### WHAT IS EXPECTED:
Without skipping anything, write out each record below exactly.

----- MATERIAL SUPPLIED -----

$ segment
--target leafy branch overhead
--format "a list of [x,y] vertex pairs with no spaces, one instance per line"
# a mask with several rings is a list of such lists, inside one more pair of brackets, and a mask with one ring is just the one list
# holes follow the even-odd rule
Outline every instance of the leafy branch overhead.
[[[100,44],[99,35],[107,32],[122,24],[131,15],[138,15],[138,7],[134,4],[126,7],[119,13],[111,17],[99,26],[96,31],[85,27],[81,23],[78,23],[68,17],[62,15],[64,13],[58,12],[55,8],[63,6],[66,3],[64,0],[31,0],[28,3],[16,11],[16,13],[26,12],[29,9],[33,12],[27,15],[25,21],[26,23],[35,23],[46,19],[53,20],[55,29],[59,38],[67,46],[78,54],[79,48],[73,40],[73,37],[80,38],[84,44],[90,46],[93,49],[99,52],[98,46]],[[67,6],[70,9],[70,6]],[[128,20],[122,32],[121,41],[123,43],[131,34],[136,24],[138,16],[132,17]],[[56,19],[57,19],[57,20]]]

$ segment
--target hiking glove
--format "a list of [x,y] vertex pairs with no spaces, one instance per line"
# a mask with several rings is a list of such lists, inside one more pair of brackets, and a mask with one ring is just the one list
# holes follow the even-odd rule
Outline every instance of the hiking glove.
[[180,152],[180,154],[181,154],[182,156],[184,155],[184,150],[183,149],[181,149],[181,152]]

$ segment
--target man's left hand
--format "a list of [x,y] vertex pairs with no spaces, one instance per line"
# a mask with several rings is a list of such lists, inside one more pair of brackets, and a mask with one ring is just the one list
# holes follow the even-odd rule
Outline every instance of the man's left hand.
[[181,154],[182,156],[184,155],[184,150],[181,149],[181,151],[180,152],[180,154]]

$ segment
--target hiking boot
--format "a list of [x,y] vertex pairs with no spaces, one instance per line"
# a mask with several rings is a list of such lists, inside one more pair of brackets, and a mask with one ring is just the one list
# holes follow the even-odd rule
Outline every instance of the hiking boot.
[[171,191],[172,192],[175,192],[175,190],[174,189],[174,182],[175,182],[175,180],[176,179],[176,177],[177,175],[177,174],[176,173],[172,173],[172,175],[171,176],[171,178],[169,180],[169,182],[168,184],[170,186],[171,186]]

-----

### OUTPUT OF THE TASK:
$ segment
--target leafy branch overhead
--format "a list of [x,y] vertex pairs with no spaces, one instance per line"
# a mask with several rings is a list of such lists, inside one more pair of brackets, and a mask with one ring is just the one list
# holes follow the even-odd rule
Outline every instance of the leafy branch overhead.
[[[100,44],[99,35],[107,32],[122,24],[131,15],[138,15],[138,7],[134,4],[126,7],[119,13],[111,17],[99,26],[96,31],[85,27],[81,23],[78,23],[68,17],[62,15],[64,13],[58,12],[55,8],[63,6],[66,3],[64,0],[31,0],[28,3],[16,11],[16,13],[26,12],[29,9],[33,12],[27,15],[25,21],[26,23],[35,23],[46,19],[53,20],[55,29],[59,38],[67,46],[78,54],[79,48],[73,40],[73,37],[80,38],[84,44],[90,46],[93,49],[99,52],[98,46]],[[67,6],[70,9],[70,6]],[[128,20],[122,32],[121,41],[123,43],[131,34],[136,24],[138,16],[132,17]],[[56,19],[57,19],[57,20]]]

$ segment
--target hiking glove
--format "a list of [x,y] vertex pairs with no spaces, one instance per line"
# a mask with several rings is a list of such lists, inside one more pair of brackets, and a mask with one ring is just the one list
# holes follow the even-odd rule
Outline every instance of the hiking glove.
[[180,152],[180,154],[181,154],[182,156],[184,155],[184,150],[183,149],[181,149],[181,152]]

$ segment
--target man's left hand
--format "a list of [x,y] vertex pairs with no spaces, one instance per line"
# a mask with several rings is a list of such lists, inside one more pair of brackets, and a mask with one ring is just the one list
# holes follow the even-odd rule
Outline every instance of the man's left hand.
[[181,154],[182,156],[184,155],[184,150],[181,149],[181,151],[180,152],[180,154]]

$ segment
--target hiking boot
--format "a list of [x,y] vertex pairs with no spaces, one instance per line"
# a mask with several rings is a list of such lists, inside one more pair of brackets, and a mask with one ring is just the one list
# holes follow the even-odd rule
Outline every instance of the hiking boot.
[[171,191],[172,192],[175,192],[175,190],[174,189],[174,182],[175,182],[175,180],[176,179],[176,177],[177,175],[177,174],[176,173],[172,173],[172,175],[171,176],[171,178],[169,180],[169,182],[168,184],[170,186],[171,186]]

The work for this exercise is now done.